(Page excerpt)
Is a Gorgeous Sommelier and has many respected accolades by those in the industry: OMG Scopa Restaurante, most important, is by the esteemed Food and Wine magazine.
Mitchell is a former wine salesman bar player and a restaurant owner in Los Angeles!. He is on the business side of the label.
( READ MY FULL ARTICLE ON THE HISTORY OF THE VALLE DE GUADALUPE HERE)
THE WINE RAT
This phenomenal wine was found at my favorite wine shop, HI TIME WINE CELLAR, in Costa Mesa, CA. Wines like these are unfortunately hard to come by, but thanks to Tre Somm, they are just one of the few visionaries that are giving wines made in Mexico the respect they deserve. The crazy world of wine distribution between the United States and Mexico is a sad situation. We Americans had a “thing” call Prohibition from 1920-33 and have never let go of the stupid burocriacies. Then after Prohibition, our government decided to create a whole other nightmare called “The Three Teir System. It further limits our fifty states to coexist with each other and not allow wine or ANY alcohol to be shared into certain ignorant states. Can you imagine this has been happening since 1933?! It almost feels like our covid lockdown except with PC Standards (OUR ACRONYM FOR POLITICAL STANDARDS).
(End Page excerpt)
(Source data)
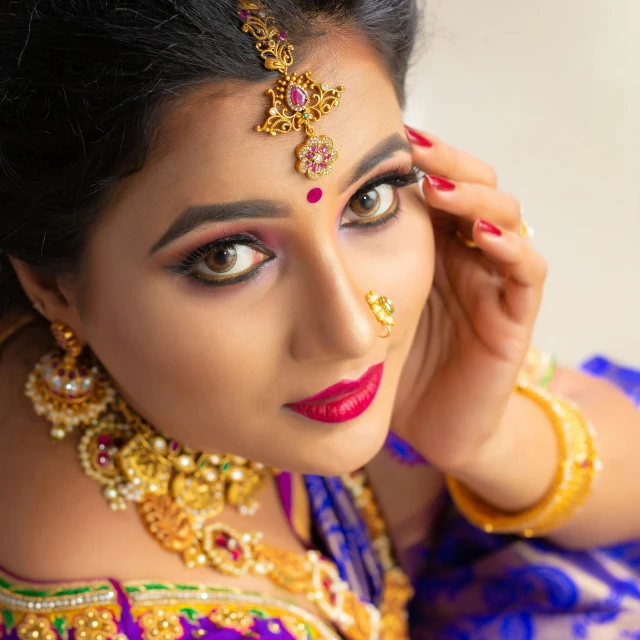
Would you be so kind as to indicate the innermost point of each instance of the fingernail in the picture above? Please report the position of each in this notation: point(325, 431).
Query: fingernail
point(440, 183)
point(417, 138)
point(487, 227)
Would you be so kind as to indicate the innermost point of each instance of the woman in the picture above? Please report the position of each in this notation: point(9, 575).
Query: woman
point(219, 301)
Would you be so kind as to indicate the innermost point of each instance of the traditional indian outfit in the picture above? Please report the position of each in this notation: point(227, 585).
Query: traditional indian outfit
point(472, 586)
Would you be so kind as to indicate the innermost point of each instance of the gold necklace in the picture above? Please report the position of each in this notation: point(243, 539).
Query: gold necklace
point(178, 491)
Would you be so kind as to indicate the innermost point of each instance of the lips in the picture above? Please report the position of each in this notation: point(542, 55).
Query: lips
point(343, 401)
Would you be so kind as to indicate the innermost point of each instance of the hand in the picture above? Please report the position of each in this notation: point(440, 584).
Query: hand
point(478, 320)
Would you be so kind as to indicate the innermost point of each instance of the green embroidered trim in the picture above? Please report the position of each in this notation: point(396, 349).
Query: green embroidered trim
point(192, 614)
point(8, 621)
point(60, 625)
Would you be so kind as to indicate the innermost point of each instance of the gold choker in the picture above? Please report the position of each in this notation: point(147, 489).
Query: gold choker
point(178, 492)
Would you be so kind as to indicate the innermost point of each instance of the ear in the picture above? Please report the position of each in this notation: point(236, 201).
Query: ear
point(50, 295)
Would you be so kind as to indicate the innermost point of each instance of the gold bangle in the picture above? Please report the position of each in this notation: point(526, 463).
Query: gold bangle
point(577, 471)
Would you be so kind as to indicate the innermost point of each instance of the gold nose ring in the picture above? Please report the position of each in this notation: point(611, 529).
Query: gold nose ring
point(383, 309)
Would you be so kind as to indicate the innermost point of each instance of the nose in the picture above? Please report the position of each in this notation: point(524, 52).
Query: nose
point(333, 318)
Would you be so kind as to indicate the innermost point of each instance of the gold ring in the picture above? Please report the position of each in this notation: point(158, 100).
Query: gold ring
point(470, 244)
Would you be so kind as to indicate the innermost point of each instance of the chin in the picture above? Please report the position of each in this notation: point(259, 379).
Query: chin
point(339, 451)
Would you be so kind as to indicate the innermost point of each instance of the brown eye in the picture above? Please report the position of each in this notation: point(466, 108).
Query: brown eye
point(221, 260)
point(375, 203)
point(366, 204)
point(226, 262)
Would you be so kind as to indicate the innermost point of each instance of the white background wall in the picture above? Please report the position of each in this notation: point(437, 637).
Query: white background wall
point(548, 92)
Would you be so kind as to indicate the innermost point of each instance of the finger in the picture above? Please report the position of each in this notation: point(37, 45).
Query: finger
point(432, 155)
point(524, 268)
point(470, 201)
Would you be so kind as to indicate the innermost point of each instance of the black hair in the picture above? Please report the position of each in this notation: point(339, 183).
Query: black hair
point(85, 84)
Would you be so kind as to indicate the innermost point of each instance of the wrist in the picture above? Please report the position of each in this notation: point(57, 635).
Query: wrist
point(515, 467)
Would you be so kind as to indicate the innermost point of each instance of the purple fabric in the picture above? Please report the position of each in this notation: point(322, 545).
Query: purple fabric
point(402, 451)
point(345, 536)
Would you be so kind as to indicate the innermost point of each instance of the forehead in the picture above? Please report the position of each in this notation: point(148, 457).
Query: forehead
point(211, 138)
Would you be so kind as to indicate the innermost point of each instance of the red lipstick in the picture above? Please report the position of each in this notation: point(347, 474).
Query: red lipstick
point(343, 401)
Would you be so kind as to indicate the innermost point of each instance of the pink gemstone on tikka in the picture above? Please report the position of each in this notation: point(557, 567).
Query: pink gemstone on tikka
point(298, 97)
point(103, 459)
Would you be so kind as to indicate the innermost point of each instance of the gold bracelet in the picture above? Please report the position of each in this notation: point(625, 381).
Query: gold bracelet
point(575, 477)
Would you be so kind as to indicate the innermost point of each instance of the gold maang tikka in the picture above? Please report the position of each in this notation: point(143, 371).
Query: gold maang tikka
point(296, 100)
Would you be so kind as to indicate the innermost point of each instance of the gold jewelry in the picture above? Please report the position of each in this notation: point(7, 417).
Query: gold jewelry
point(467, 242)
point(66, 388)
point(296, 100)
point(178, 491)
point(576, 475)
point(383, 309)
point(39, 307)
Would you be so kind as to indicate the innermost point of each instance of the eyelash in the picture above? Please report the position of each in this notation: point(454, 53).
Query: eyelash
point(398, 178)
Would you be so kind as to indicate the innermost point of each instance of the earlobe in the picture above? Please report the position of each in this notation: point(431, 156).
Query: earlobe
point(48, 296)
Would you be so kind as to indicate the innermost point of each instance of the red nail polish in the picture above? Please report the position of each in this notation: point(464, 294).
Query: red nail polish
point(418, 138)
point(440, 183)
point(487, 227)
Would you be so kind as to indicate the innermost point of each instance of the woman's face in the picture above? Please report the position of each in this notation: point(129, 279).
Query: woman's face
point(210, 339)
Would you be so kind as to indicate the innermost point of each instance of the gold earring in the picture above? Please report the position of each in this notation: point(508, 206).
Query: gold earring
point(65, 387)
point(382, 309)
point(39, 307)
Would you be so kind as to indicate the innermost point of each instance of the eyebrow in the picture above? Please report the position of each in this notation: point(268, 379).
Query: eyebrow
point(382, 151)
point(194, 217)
(End Source data)
**Task set**
1) In the wine excerpt, at which shop was the wine found?
2) Copy out of the wine excerpt the passage starting at "THE WINE RAT" and ending at "FOR POLITICAL STANDARDS).".
3) Write what comes next in the wine excerpt, picking up after its last sentence.
None of the rows are needed here.

**Answers to each task**
1) HI TIME WINE CELLAR, in Costa Mesa, CA.

2)
THE WINE RAT
This phenomenal wine was found at my favorite wine shop, HI TIME WINE CELLAR, in Costa Mesa, CA. Wines like these are unfortunately hard to come by, but thanks to Tre Somm, they are just one of the few visionaries that are giving wines made in Mexico the respect they deserve. The crazy world of wine distribution between the United States and Mexico is a sad situation. We Americans had a “thing” call Prohibition from 1920-33 and have never let go of the stupid burocriacies. Then after Prohibition, our government decided to create a whole other nightmare called “The Three Teir System. It further limits our fifty states to coexist with each other and not allow wine or ANY alcohol to be shared into certain ignorant states. Can you imagine this has been happening since 1933?! It almost feels like our covid lockdown except with PC Standards (OUR ACRONYM FOR POLITICAL STANDARDS).

3)
Anyways what was the point of all of that, we all know Americans love their alcohol. We are not shy to admit it and proudly know ways to hide ways to imbibe. I never dive into politics, because I really just don’t care about the drama in our “Ring Freedom” Democratic system. However, I get frustrated when I want to introduce to you my readers a wine that has to jump hoops to immigrate into the US. Mexican Immigrants have it hard so do the fantastic wines that want to cross the border. Tre Somm is just one of the many that want to change all that. Here is my short and frosted version of these government’s baked ideals, particularly alcohol.
THE AMERICAN THREE TIER CAKE
The three tiers are importers or producers distributors, and retailers. The basic structure of the system is that producer can sell their products only to wholesale distributors who then sell to retailers, and only retailers may sell to consumers, then, producers will include brewers, winemakers, distillers, and importers. Confusingly we have dry states (no alcohol), wet states (alcohol anytime, anywhere). The most hypocritical states are the “ moist” ones, where you can only buy alcohol on certain days and times! Man, that takes the word “stockpiling” to a whole other level!. However, let’s take a brief look at our major contributing neighbor to the south
THE MEXICAN THREE TIER TORTA
Mexico, the 14th largest economic contributor in the world, has a monstrous potential for global recognition. The time is now to take notice of the new powerhouse with an alcohol sector that imports $1.12 billion into the US alone. Wine consumption within Mexico has increased by over 40% in the last 10 years and is gradually moving towards 2L per capita.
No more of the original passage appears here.